▶ Task details
Each line of the data below that carries the word "above" needs to be copied.

⁂

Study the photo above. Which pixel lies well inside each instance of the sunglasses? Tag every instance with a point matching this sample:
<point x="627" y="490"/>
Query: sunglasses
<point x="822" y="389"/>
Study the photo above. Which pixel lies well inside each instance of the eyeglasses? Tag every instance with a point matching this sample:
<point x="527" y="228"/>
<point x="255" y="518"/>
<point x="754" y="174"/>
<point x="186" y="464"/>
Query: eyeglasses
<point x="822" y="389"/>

⁂

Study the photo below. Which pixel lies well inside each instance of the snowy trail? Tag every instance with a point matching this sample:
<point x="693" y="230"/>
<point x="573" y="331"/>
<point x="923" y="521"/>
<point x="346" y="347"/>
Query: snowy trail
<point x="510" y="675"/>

⁂

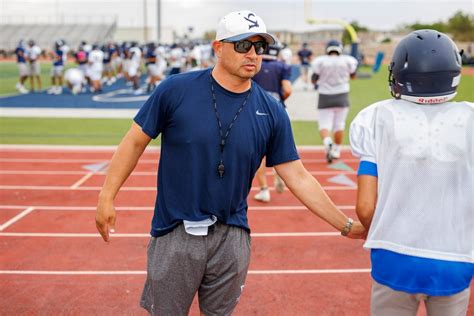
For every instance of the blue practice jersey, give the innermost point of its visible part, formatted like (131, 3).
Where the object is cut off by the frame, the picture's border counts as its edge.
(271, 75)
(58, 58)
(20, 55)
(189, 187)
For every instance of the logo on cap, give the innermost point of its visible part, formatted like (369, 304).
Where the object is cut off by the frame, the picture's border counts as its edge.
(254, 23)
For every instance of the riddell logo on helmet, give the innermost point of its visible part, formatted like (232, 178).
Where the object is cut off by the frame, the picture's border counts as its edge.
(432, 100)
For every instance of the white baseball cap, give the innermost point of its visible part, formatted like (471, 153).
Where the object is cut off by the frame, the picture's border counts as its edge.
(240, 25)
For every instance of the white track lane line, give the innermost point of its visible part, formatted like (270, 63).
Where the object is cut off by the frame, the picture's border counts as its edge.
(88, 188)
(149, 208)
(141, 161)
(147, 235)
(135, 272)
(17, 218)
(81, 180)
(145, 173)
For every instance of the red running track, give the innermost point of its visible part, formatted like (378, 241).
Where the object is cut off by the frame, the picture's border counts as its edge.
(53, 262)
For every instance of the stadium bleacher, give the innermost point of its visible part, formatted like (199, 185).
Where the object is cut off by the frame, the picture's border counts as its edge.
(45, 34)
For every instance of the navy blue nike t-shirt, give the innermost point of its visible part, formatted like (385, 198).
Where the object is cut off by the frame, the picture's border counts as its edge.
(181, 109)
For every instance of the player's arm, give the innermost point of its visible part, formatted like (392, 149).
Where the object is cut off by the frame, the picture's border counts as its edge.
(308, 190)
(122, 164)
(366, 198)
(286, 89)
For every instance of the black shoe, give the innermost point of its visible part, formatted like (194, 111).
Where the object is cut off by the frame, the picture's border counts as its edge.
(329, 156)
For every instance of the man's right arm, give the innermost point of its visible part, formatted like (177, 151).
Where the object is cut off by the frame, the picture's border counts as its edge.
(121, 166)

⁂

▶ Response area
Study the photo above. Which pixel lies well inside each instance of the sunglasses? Tag every instance with a point matching this sample:
Study the photo above. Which pixel lies well inside each instance of the eyeglasses? Tag every instance with a point matching this sample:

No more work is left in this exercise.